-- SELECTED EXTRACT follows --
# Samsung 46A750 shuts off and on



## bozobytes (Nov 23, 2008)

Hi,:wave:
I have had this Samsung LCD/HDTV since October 2008, it was manufactured in August of 2008. I really never had any issues with this problem until about a month ago.

We could be sitting watching TV and then the picture(video) would totally black out from 5 to 10 seconds, but the sound would stay on. :sad:

This happens about five times per hour.
I called the Time-Warner cable peeps and they told me to call Samsung to come over and troubleshoot the TV and the electrics. I also went to the Samsung download page for this model TV, and I did see a firmware update to address this same issue,so I updated, and it still is doing the blackout thing. I just went to Time Warner yesterday to exchange the HD-DVR and remote for another,hooked it up, and it still has this problem. Time-Warner told me that if the TV is on all day long, then maybe it would be wise to turn off the TV every four to five hours for an hour before turning it back on.

______________________________________
Below, is the ver. 1012.2 firmware update:
______________________________________
This firmware will correct the following phenomenons some units may experience.
-. For prevention : The TV will turn on and off continuously
-. Flickering picture when connected through component source
-. Subwoofer balance Error
-. Energy Saving Auto setting Error

* Add Film mode option off / Auto -> off / Auto 1 / Auto 2

* The firmware will be updated to the following version.
-. LN**A750R1F : 1012.2

___________________________________

Anyone else has this same problem, and how did you deal with it? Thanks! 


About LCD Cleaners...I called Samsung to ask what was the best cleaner they recommend, they told me "Screen Clean". I had bought a "Dust Off" brand called "Monitor Wipes", but that leaves a residue on my tv and viewsonic LCD screen.


----------



## bozobytes (Nov 23, 2008)

I can't believe I'm the only one with these issues.


Anyone have 665 AVR issues with HDMI causing TV blackouts?

I have uploaded the latest firmware patch for this TV to help the issues of this problem, but it still does it. 

First I thought I could be having issues with the Samsung 46A750 TV which the display shuts off from 5-10 seconds, but sound is still playing, then I thought it could be the Cable Box, Time-Warner came over today to tell me that the signal was good, but they are having software problems with the OCAP HD-DVR boxes, but that is not one of the issues. 

Samsung wanted me to do some troubleshooting steps to make sure it's the TV, before they come over to fix.
The TW tech told me it (maybe) just a possibility that if the HDMI cable goes from TV into the AVR, and everything else goes into the AVR including the TIME WARNER Box,
Bluray Player, then there might be a problem with the AVR. Something to do with the chain of components.

I did not buy Monster Cables, I bought them from Monoprice, which I have heard good things about, but he said maybe I'm getting half the signal since Audio and Video make up the HDMI, and maybe I got some bad cables. I checked them and they are in tight.

SOOOooo, has anyone had problems with the TV display going completely black, out as a result of something wrong with the Yamaha RX-V665? 

Thank you for any replies!


----------



## lcaillo (May 2, 2006)

Is the TV actually shutting off or are you just losing video? Can you bring up the TV menus or OSD?
-- SELECTED EXTRACT concluded --
▸ TO DO:
[a] In the Samsung TV thread, retype the passage from "I have uploaded" up to and including "over to fix.".
[b] Answer these questions from the Samsung TV thread:
(i) How often does the picture black out?
(ii) Which cleaner did Samsung recommend?
(iii) Where were the HDMI cables bought?
-- DATA EXTRACTS follows --
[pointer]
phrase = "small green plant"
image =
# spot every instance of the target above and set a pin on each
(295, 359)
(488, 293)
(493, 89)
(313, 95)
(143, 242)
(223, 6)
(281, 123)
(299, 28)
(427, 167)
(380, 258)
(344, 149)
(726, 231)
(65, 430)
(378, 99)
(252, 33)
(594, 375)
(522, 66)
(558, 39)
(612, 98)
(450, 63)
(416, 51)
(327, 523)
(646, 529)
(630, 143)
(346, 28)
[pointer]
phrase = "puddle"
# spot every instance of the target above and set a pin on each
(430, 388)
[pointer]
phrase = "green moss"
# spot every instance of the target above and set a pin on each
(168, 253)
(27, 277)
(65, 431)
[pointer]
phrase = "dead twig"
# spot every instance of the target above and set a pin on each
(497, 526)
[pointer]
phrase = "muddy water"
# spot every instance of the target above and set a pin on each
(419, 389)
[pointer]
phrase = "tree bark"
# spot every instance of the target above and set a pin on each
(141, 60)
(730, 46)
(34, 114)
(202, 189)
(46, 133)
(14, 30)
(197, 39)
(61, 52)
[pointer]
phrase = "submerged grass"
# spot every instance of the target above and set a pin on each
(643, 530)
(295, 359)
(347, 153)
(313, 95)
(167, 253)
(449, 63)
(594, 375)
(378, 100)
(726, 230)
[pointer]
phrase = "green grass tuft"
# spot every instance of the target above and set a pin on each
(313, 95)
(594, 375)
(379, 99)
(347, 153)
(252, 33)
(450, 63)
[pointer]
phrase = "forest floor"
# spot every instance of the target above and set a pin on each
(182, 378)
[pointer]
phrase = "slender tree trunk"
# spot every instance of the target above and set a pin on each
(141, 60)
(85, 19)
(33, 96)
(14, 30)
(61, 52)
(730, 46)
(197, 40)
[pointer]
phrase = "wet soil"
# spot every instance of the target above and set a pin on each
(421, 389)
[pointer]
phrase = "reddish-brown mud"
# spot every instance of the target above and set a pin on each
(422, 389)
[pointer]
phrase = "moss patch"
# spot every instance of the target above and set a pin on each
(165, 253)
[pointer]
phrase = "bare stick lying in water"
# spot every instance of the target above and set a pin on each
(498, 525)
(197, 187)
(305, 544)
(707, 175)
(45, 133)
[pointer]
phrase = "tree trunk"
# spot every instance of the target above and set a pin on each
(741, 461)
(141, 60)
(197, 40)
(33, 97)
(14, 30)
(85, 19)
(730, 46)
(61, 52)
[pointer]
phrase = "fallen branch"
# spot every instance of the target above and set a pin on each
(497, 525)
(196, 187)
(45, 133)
-- DATA EXTRACTS concluded --
▸ RESULTS:
[a]
I have uploaded the latest firmware patch for this TV to help the issues of this problem, but it still does it. 

First I thought I could be having issues with the Samsung 46A750 TV which the display shuts off from 5-10 seconds, but sound is still playing, then I thought it could be the Cable Box, Time-Warner came over today to tell me that the signal was good, but they are having software problems with the OCAP HD-DVR boxes, but that is not one of the issues. 

Samsung wanted me to do some troubleshooting steps to make sure it's the TV, before they come over to fix.

[b]
(i) About five times per hour.
(ii) "Screen Clean".
(iii) From Monoprice.